Task prompt: Quote the data below in full, please, without altering anything.

Entries shown:
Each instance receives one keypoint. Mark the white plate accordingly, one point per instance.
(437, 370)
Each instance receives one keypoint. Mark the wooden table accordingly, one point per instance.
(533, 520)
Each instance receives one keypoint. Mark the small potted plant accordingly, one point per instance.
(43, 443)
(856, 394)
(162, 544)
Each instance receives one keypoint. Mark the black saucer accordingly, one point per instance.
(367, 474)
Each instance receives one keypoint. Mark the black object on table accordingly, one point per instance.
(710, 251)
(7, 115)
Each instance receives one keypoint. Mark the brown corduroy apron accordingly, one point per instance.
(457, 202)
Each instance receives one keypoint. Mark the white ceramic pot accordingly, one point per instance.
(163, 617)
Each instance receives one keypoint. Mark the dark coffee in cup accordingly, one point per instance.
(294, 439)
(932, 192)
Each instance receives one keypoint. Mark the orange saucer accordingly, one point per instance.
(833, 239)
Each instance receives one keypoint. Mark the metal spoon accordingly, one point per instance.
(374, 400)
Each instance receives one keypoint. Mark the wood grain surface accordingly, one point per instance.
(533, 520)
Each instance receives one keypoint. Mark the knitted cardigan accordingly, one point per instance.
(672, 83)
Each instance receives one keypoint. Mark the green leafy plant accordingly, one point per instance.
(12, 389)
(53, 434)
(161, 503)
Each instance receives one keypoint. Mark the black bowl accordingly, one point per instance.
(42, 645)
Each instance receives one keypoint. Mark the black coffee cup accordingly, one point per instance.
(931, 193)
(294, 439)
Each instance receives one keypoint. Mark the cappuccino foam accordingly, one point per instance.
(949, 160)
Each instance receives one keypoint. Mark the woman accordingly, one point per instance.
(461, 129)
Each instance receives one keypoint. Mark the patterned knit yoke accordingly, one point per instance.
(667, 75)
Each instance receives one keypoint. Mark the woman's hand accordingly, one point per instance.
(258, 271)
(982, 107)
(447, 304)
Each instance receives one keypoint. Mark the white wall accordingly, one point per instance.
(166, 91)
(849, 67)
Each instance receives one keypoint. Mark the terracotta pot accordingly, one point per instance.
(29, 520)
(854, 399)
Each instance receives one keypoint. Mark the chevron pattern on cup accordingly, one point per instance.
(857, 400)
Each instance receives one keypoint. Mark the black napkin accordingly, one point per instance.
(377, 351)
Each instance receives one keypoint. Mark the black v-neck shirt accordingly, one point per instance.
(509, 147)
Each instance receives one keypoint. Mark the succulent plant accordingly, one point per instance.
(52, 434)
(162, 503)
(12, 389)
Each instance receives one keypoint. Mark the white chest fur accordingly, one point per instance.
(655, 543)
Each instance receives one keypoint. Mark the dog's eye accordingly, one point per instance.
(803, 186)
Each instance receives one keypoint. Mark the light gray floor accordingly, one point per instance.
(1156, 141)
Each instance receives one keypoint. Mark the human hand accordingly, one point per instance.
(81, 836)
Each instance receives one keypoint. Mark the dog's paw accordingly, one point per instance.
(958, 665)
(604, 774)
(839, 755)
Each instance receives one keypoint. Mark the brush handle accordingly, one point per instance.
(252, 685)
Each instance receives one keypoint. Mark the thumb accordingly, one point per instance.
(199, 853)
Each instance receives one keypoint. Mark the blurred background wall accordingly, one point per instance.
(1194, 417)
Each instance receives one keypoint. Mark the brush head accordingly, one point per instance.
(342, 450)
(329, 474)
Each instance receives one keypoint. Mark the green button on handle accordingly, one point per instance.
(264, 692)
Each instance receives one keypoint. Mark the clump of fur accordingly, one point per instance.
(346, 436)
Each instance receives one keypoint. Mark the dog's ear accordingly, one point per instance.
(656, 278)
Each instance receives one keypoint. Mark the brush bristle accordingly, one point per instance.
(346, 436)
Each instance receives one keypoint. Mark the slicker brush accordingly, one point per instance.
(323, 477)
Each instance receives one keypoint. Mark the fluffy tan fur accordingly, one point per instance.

Exercise result:
Each instance receives one keypoint. Mark the white plate accordingly, one point per instance.
(437, 370)
Each instance receives one keypoint. Mark the wooden table accordingly, one point per instance.
(533, 520)
Each instance receives one keypoint. Mark the small potted plant accordingly, one point per instance.
(43, 443)
(856, 394)
(162, 544)
Each instance receives one keypoint. Mark the black saucer accordingly, one point per instance.
(367, 474)
Each instance receives one keypoint. Mark the black object on table accordingly, one point per instance.
(710, 251)
(7, 115)
Each instance receives one keypoint. Mark the brown corduroy apron accordingly, one point per instance.
(457, 202)
Each instance receives one keypoint. Mark the white ceramic pot accordingly, one point per instance.
(163, 617)
Each instance receives one keypoint. Mark the dark coffee in cup accordingly, one point per instance.
(294, 439)
(932, 192)
Each instance receives one keypoint. Mark the orange saucer accordingly, one point per instance.
(833, 239)
Each instance receives one keypoint. Mark the metal spoon accordingly, one point per instance.
(374, 400)
Each instance receives one keypoint. Mark the wood grain surface accordingly, one point per instance.
(533, 520)
Each instance receives one keypoint. Mark the knitted cardigan accordingly, one point per instance.
(672, 83)
Each instance receives one keypoint. Mark the green leafy plant accordingly, one point per instance.
(12, 389)
(53, 434)
(161, 503)
Each instance receives one keypoint. Mark the black bowl accordingly, one point per instance.
(42, 645)
Each instance receives one keypoint. Mark the black coffee cup accordingly, one point per instance.
(931, 193)
(294, 439)
Each instance receives one keypoint. Mark the cappuccino foam accordingly, one point per instance.
(949, 160)
Each instance receives one keypoint. Mark the woman accordingly, one point per instance.
(461, 129)
Each instance receives one keypoint. Mark the patterned knit yoke accordingly, one point per instance.
(667, 75)
Each instance receives one keypoint. Mark the woman's hand accordingly, one point per instance.
(258, 271)
(982, 107)
(447, 304)
Each instance receives one keypoint. Mark the white wall accordingly, one point per instance.
(166, 91)
(849, 67)
Each instance receives one keypoint. Mark the terracotta pot accordingly, one point per instance.
(29, 520)
(854, 399)
Each instance receives one keypoint. Mark the chevron pattern on cup accordingly, one point per instance.
(857, 400)
Each instance receives one keypoint. Mark the black napkin accordingly, one point per instance.
(377, 351)
Each instance receives one keypoint. Mark the black v-neck shirt accordingly, one point per instance.
(509, 147)
Each instance receives one keypoint. Mark the succulent plant accordingly, one point per instance.
(52, 434)
(162, 503)
(12, 389)
Each instance receives one keypoint. Mark the white chest fur accordingly, one point per instance.
(655, 543)
Each instance receives one keypoint. Mark the dog's eye accordingly, one point per instance.
(803, 186)
Each instance receives one keypoint. Mark the light gray floor accordingly, one point per instance.
(1156, 141)
Each instance receives one keypoint. Mark the human hand accordingly, one point per instance.
(81, 836)
Each instance receives one keypoint. Mark the dog's paw accordingly, one point per instance.
(958, 665)
(604, 774)
(839, 755)
Each instance receives one keypoint. Mark the brush handle accordingly, one point per instance.
(252, 685)
Each instance receives one keypoint. Mark the thumb accordingly, one point per instance.
(199, 853)
Each instance receives one keypoint. Mark the blurred background wall accordingly, one point per instance.
(1194, 417)
Each instance receives one keypoint. Mark the brush head accordingly, one point per instance.
(342, 450)
(329, 474)
Each instance receives one keypoint. Mark the green button on handle accordingly, one point per instance.
(264, 692)
Each instance receives one keypoint. Mark the clump of fur accordingly, one point per instance.
(346, 436)
Each instance receives one keypoint. Mark the dog's ear accordingly, one point per instance.
(656, 278)
Each instance receives one keypoint. Mark the brush bristle accordingly, one point per instance.
(346, 436)
Each instance receives one keypoint. Mark the slicker brush accordingly, one point per instance.
(323, 477)
Each instance receives one keypoint. Mark the fluffy tan fur accordingly, one point per instance.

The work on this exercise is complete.